#### Saved data entries
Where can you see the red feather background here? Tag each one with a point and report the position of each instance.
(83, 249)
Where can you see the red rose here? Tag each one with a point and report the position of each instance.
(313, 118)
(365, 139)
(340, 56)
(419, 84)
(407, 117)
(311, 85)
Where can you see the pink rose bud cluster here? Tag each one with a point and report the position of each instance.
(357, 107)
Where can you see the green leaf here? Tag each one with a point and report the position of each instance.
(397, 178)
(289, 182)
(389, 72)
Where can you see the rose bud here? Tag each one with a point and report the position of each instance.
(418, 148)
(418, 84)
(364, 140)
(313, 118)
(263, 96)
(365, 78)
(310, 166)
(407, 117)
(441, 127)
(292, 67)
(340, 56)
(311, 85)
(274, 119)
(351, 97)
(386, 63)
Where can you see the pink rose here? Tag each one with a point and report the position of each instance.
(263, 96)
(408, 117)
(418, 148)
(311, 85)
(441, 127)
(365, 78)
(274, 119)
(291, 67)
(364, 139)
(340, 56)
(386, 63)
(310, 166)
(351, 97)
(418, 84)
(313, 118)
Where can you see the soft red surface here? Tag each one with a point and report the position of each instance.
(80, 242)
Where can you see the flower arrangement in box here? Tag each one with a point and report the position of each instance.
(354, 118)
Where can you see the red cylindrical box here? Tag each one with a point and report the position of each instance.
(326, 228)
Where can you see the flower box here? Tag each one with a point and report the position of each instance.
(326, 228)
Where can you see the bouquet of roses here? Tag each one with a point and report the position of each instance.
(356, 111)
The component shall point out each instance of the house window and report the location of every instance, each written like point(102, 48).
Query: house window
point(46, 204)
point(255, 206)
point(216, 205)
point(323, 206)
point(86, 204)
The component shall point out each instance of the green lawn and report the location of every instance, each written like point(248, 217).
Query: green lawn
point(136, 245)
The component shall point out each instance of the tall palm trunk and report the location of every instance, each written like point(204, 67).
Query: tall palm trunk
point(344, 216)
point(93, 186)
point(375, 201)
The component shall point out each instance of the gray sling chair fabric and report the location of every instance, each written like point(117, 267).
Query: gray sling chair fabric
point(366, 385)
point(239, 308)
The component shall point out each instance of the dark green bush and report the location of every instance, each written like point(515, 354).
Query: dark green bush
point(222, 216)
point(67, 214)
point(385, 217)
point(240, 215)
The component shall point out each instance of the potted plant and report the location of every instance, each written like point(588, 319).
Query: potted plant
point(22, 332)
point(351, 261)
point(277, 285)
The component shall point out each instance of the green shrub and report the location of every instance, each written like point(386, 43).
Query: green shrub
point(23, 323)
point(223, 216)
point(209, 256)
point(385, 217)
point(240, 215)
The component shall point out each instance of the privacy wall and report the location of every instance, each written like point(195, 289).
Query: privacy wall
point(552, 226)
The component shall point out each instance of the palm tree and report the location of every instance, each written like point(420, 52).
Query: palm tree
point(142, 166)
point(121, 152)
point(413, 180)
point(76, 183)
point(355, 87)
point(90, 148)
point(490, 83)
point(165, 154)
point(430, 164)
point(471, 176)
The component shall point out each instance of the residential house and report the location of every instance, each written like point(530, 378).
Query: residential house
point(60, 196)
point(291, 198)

#### What needs to be done
Return all of the items above word for word, changing nothing.

#### Task answer
Where can you see the red feather background here? Tag each one with a point and report the position of each instance.
(83, 249)
Where can you see the red rose here? Tag each one with a point and report the position of each instance.
(313, 118)
(365, 139)
(340, 56)
(419, 84)
(407, 117)
(311, 85)
Where can you see the pink rose bud cluster here? Tag each one with a point and report the position of each instance.
(357, 107)
Where can you see the green leaf here? Tag each one with a point and report the position of each instance.
(397, 178)
(289, 182)
(389, 72)
Where can you see the rose bud here? Tag each one with a point and report the position of each instance.
(418, 148)
(418, 84)
(364, 140)
(313, 118)
(263, 96)
(365, 78)
(310, 166)
(407, 117)
(441, 127)
(292, 67)
(340, 56)
(311, 85)
(274, 119)
(351, 97)
(386, 63)
Where can you see the pink rose here? Tag each one with a point and report the position of each instance.
(263, 96)
(408, 117)
(418, 148)
(311, 85)
(441, 127)
(365, 78)
(274, 119)
(291, 67)
(364, 139)
(340, 56)
(386, 63)
(310, 166)
(351, 97)
(418, 84)
(313, 118)
Where can you see the soft red surface here? Tag each one with a point and report the position of each instance.
(80, 242)
Where can you see the flower arrangement in box here? Tag each one with a point and report the position of each instance.
(354, 118)
Where can you see the red cylindrical box here? Tag each one with a point and report the position of each instance.
(326, 228)
Where can you see the flower box here? Tag each one with a point and report the position of each instance.
(326, 228)
Where can you see the bouquet of roses here? Tag each one with a point and report the position of each instance.
(356, 111)
The component shall point out each instance of the house window and report the location of every instance, each written like point(102, 48).
Query: house window
point(46, 204)
point(255, 206)
point(216, 205)
point(323, 206)
point(86, 204)
The component shall point out each instance of the green lawn and report the location of every instance, each written like point(248, 217).
Query: green lawn
point(136, 245)
The component shall point out each instance of the tall palm trunk and report the location of every instance, each written like point(204, 67).
Query: tall palm trunk
point(344, 216)
point(93, 186)
point(375, 201)
The component shall point out each instance of the gray sling chair fabric and report the location of every instance, each written like point(117, 267).
Query: gray sling chair fabric
point(366, 385)
point(239, 308)
The component shall point out each instance of the dark green bush and report the location of every instance, each written like point(515, 354).
Query: dark green bush
point(222, 216)
point(67, 214)
point(385, 217)
point(240, 215)
The component shall point out each instance of the potted plant and report the location of every instance, each written like point(588, 319).
Query: potted plant
point(22, 332)
point(351, 261)
point(277, 285)
The component shall point out each instance of the green shrub and report the location of every instance, each written like point(386, 43).
Query: green shrub
point(23, 323)
point(223, 216)
point(209, 256)
point(385, 217)
point(240, 215)
The component shall point out each instance of the privacy wall and report the location of every instance, each written like point(195, 289).
Query: privacy wall
point(552, 226)
The component shall point out each instance of the palm tree and report the location of every instance, each written like point(420, 52).
Query: palm tree
point(142, 166)
point(121, 152)
point(413, 180)
point(76, 183)
point(355, 87)
point(90, 148)
point(490, 83)
point(165, 154)
point(430, 164)
point(471, 176)
The component shall point out each instance of the residential house and report the location of every instance, each written like point(530, 378).
Query: residential house
point(60, 196)
point(291, 198)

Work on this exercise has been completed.